Intervista al direttore Marco Pondrelli

2013 karl marx axel kohlhaas 21Pubblichiamo un’intervista al Direttore del sito marx21 condotta dal Bollettino Culturale

da https://revolucionvoxpopuli.wordpress.com

Marco Pondrelli, direttore del sito Marx21, guida un’importante realtà sul web per noi comunisti. Non sempre condividiamo le analisi e la linea di Marx21 ma ne riconosciamo l’impegno soprattutto nel disfare quella patina di propaganda e confusione che offusca le analisi politiche e geopolitiche di una parte del movimento comunista.

Marx21 si è sempre impegnata nel dare una diversa lettura, ad esempio, del Medio Oriente e delle primavere arabe mentre Rifondazione manifestava a favore della detronizzazione di Gheddafi in Libia. Lodevole è anche la diversa lettura che da molti anni fa della Cina e delle riforme cinesi, contribuendo, attraverso un fitto dialogo con i marxisti cinesi, ad aprire un dibattito ed influenzare la linea delle organizzazioni comuniste del nostro paese su questo tema.

Anche sul terreno della politica interna cerca di dare una lettura marxista dell’ascesa delle formazioni populiste diversa sia da chi riduce tutto al ritorno del fascismo e chi crede che Salvini sia un prodotto della stupidità dell’uomo della strada, incapace di afferrare i frutti del progresso rappresentato dai vari PD, Italia Viva e liberali da battaglia. Con l’ambizione di saldare i legami tra le nostre realtà, pubblichiamo l’intervista al direttore Pondrelli.


1. Come intende contribuire Marx21 alla ricostruzione del movimento comunista in Italia?

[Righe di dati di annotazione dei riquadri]
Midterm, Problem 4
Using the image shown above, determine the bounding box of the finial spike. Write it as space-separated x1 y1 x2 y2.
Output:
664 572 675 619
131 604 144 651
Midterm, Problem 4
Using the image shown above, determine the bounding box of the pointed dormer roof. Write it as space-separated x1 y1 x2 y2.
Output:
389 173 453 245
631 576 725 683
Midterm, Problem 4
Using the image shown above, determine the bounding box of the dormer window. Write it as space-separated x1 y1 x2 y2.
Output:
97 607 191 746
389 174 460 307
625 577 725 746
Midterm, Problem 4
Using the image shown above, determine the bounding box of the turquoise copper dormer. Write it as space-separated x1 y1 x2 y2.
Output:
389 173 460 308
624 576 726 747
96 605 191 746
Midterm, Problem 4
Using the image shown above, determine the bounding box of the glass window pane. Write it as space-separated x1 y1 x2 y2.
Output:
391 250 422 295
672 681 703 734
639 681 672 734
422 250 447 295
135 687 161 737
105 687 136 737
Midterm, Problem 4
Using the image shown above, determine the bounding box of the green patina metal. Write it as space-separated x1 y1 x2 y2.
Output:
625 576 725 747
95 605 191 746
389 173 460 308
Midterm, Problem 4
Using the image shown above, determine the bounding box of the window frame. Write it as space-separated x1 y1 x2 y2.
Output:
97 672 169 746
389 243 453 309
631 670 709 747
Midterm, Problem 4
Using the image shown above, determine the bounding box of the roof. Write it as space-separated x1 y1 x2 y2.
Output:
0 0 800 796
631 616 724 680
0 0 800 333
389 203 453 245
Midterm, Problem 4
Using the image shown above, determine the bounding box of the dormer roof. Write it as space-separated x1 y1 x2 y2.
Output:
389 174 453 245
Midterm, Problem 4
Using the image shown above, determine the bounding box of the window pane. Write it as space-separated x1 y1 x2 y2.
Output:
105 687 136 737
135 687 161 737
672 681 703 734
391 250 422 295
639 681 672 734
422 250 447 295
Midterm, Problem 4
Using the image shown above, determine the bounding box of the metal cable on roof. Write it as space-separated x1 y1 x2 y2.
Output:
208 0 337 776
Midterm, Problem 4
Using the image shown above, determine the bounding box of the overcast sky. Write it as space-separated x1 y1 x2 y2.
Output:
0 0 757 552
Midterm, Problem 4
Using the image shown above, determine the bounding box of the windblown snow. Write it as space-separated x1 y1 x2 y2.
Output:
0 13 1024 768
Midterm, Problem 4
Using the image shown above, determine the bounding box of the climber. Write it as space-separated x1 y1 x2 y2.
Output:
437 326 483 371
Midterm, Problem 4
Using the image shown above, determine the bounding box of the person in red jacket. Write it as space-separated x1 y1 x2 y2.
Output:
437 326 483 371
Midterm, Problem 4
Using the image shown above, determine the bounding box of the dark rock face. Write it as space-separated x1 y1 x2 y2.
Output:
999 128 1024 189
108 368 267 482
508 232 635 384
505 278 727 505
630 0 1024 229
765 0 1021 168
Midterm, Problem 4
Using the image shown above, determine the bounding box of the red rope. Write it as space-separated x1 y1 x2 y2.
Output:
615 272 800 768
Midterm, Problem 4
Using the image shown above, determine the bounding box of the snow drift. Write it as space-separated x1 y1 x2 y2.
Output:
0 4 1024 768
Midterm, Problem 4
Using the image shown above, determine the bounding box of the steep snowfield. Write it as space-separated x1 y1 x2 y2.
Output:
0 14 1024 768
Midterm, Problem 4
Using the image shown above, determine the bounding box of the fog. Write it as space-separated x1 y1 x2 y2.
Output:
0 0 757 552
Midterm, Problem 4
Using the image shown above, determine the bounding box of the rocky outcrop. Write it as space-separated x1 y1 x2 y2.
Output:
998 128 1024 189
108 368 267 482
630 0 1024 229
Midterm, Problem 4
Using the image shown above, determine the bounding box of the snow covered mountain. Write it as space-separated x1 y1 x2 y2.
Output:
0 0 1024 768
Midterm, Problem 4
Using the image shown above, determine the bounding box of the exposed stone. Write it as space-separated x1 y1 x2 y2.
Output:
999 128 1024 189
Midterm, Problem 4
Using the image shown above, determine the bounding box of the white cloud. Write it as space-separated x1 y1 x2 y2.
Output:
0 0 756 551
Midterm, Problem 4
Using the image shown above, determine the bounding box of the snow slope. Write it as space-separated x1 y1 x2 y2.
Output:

» **Istruzioni**:
1) Riporta tutte le righe dei record che contengono la parola "metal", tenendo conto di maiuscole e minuscole.
2) Continua l'intervista a Marco Pondrelli, direttore di Marx21, a partire dalla domanda con cui si chiude.

» **Risposte**:
1)
Using the image shown above, determine the bounding box of the green patina metal. Write it as space-separated x1 y1 x2 y2.
Using the image shown above, determine the bounding box of the metal cable on roof. Write it as space-separated x1 y1 x2 y2.

2)
In Italia ed anche in Europa il movimento comunista sta vivendo un periodo di grande difficoltà. Non è la prima volta nella sua storia. Il movimento socialista internazionale nel 1914 sembrava destinato alla sconfitta, nel 1938 in Italia il fascismo godeva di un grande consenso e il Partito Comunista d’Italia era stato decimato. Lenin diceva che i comunisti, dopo una sconfitta, a differenza degli altri partiti borghesi, sanno ritirarsi in ordine ed in modo organizzato, se guardiamo alla realtà italiana possiamo dire che nessuno ha fatto tesoro di questo insegnamento. Oggi i tanti partiti comunisti sono incapaci di pesare ed incidere sulle scelte politiche, da dove ricominciare? Gli assi che Marx21 individua e su cui si impegna sono due. Da una parte occorre capire che la nostra non è una battaglia solo italiana, c’è un mondo che sta cambiando; la Cina è la prima potenza mondiale e non può essere definito un paese neoliberista. Un mondo multipolare in cui l’arroganza degli Stati Uniti venisse ridimensionata aprirebbe spazi anche in Italia per costruire politiche progressiste e per rilanciare l’iniziativa dei comunisti.

Secondo punto, dopo il 1989 e lo scioglimento del PCI non si è ragionato sui perché di questa sconfitta e non si è investito sulla formazione dei quadri. Il risultato di questo smarrimento ideologico, nel quale hanno sguazzato i tanti bertinottismi, è stato quello di partiti comunisti preda di continue scissioni molto spesso legate a scelte tattiche (collocazione elettorale o di governo).

Su questi due punti, questioni internazionali da una parte e elaborazione teorica/formazione dall’altra Marx21 può dare il suo contributo.

2. Che rapporti avete con le attuali organizzazioni comuniste in Italia?

Tutte le organizzazioni comuniste presenti oggi in Italia sono inadeguate alle sfide che abbiamo di fronte. Non di meno dentro nelle tre maggiori esperienze organizzate (PRC; PCI; e PC) ci sono elementi positivi. Apprezziamo le posizioni internazionali del PCI così come abbiamo apprezzato le ultime dichiarazioni di Marco Rizzo sulla Cina. Noi siamo per il confronto e il dialogo con tutti, nel rispetto delle reciproche differenze.

3. Come si pone Marx21 nei confronti della tradizione marxista italiana e la storia del movimento comunista italiano?

La storia del marxismo e del comunismo in Italia va ripresa con un rinnovato rigore ideologico. Senza voler ripercorrere una storia lunga e complessa che ha visto compagni come Antonio Gramsci divenire punto di riferimento per i comunisti italiani e non solo, occorre capire come dal più grande Partito Comunista dell’Occidente si sia arrivati alla Bolognina e poi a Renzi. Non si può pensare che tutto questo sia successo solo a causa  di alcuni personaggi «corrotti», è mancata questa riflessione dopo l’89. La stessa figura di Berlinguer, che è stato l’uomo che andò a parlare davanti ai cancelli della FIAT ma è stato anche l’uomo dell’eurocomunismo e dell’ombrello della NATO, andrebbe riportata sul terreno dell’analisi teorica, espungendo l’aura di sacralità che l’avvolge.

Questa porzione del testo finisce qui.